Dataset records:
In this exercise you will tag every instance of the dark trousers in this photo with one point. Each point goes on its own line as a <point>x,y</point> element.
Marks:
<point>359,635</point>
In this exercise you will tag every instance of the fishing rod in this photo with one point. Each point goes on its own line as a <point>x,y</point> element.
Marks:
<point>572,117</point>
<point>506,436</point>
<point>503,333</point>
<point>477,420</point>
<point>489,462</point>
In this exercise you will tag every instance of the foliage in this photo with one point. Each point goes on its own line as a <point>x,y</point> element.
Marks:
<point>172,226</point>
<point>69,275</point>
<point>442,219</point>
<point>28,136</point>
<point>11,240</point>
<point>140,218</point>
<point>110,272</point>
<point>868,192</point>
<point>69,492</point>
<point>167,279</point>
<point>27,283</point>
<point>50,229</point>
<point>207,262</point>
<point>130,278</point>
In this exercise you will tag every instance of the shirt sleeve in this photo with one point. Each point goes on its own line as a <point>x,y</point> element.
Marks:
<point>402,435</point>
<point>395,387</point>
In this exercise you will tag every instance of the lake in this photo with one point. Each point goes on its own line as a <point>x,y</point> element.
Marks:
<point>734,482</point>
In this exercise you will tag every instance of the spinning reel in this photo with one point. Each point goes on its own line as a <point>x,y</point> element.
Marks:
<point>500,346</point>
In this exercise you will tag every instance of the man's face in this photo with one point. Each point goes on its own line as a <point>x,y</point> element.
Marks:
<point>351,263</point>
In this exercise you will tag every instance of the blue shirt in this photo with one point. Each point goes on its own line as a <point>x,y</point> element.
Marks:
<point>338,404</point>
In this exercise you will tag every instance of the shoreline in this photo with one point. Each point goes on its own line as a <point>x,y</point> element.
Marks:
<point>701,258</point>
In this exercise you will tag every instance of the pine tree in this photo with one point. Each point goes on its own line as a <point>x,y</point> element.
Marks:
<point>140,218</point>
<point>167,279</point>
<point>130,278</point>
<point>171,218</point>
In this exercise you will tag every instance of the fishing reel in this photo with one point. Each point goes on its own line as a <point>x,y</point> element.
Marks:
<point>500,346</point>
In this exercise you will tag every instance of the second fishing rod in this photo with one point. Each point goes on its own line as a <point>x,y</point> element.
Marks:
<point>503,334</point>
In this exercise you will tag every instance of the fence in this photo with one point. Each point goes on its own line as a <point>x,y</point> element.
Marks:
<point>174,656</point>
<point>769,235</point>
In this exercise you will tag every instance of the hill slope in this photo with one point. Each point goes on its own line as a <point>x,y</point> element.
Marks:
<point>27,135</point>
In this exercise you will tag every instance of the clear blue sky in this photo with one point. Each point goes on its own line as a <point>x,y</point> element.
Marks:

- [Brief] Your task is an exact transcription of every line above.

- [Answer section]
In this exercise you will tag every instance of the dark trousers in this photo with one point. Each point goes on its own line as a <point>x,y</point> element.
Marks:
<point>359,635</point>
In this exercise you will tag every instance of the fishing rod in this photo with one point. Each point goes on its own line as a <point>x,y</point> element.
Marks:
<point>572,117</point>
<point>506,436</point>
<point>503,333</point>
<point>477,420</point>
<point>489,462</point>
In this exercise you will tag every instance of the foliage in this photo with one point. Each point goes on its own line as a <point>x,y</point> element.
Marks:
<point>172,226</point>
<point>69,275</point>
<point>442,219</point>
<point>28,136</point>
<point>11,240</point>
<point>140,218</point>
<point>110,272</point>
<point>868,192</point>
<point>69,492</point>
<point>167,279</point>
<point>27,283</point>
<point>50,229</point>
<point>207,262</point>
<point>130,278</point>
In this exercise you will tag every instance of the shirt sleeve in this photo with one point. Each point goes on its own line as a <point>x,y</point> element.
Marks:
<point>402,435</point>
<point>395,387</point>
In this exercise you will tag every instance of the lake in this photo with one point. Each point goes on its own line as a <point>x,y</point> element.
Marks:
<point>734,482</point>
In this exercise you will tag every instance of the spinning reel in this photo with one point. Each point goes on its own line as a <point>x,y</point> element.
Marks:
<point>500,346</point>
In this exercise you will tag every instance of the man's face in this photo with one point. Each point goes on its own line as a <point>x,y</point> element.
Marks:
<point>351,263</point>
In this exercise you will tag every instance of the blue shirt in this photo with one point. Each point goes on its own line as a <point>x,y</point> element.
Marks:
<point>338,404</point>
In this exercise you will tag every instance of the shoreline in this photo with one point. Each point goes on its own line as a <point>x,y</point> element.
Marks:
<point>701,258</point>
In this exercise you will tag every instance of the pine tree in this photo with one point. Each point goes on its own line as a <point>x,y</point> element.
Marks:
<point>140,218</point>
<point>167,279</point>
<point>130,278</point>
<point>171,218</point>
In this exercise you will tag every instance of the fishing reel in this photo with one point. Each point goes on its own line as a <point>x,y</point> element.
Marks:
<point>500,346</point>
In this exercise you will tag every instance of the second fishing rod in this photo with one point. Each point goes on its own line as a <point>x,y</point> element.
Marks:
<point>503,334</point>
In this exercise you will tag every instance of the fence in this photo with one point. Each point goes on its own line as a <point>x,y</point> element.
Marks:
<point>174,656</point>
<point>769,235</point>
In this exercise you will tag every instance of the hill slope in this photo with one point. Each point goes on its own line as a <point>x,y</point> element.
Marks:
<point>27,135</point>
In this exercise you will tag every instance of the clear blue sky in this photo with one point. Each point goes on its own line as a <point>x,y</point> element.
Marks:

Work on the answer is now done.